Description of the task – When the word "white" shows up in a line of the records below, copy that line.

Data to examine –
'''
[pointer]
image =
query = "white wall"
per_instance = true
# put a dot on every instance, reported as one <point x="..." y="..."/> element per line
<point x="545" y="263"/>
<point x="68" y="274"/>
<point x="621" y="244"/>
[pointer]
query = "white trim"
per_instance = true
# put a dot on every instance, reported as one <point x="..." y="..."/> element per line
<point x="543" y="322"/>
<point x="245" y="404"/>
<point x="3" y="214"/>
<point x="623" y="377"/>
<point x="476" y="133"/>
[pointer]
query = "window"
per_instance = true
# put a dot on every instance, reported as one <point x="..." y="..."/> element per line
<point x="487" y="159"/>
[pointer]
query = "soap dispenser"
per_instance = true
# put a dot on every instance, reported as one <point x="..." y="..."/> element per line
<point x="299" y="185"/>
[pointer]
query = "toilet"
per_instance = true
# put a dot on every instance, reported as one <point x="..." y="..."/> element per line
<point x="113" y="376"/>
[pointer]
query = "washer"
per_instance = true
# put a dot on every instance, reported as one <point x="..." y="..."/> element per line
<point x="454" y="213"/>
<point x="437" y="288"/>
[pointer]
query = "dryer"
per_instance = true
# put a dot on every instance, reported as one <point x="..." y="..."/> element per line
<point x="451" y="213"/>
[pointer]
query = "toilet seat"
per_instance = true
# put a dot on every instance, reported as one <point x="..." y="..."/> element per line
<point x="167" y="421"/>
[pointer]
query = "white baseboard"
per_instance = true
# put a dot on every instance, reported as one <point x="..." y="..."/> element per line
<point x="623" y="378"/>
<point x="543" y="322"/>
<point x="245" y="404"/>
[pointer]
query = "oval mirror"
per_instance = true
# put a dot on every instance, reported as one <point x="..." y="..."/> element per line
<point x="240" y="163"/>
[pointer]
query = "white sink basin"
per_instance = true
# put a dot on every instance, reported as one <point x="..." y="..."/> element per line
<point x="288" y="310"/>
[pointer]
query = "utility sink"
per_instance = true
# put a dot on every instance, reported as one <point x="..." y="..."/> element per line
'''
The completed task –
query = "white wall"
query = "white trim"
query = "white baseboard"
query = "white sink basin"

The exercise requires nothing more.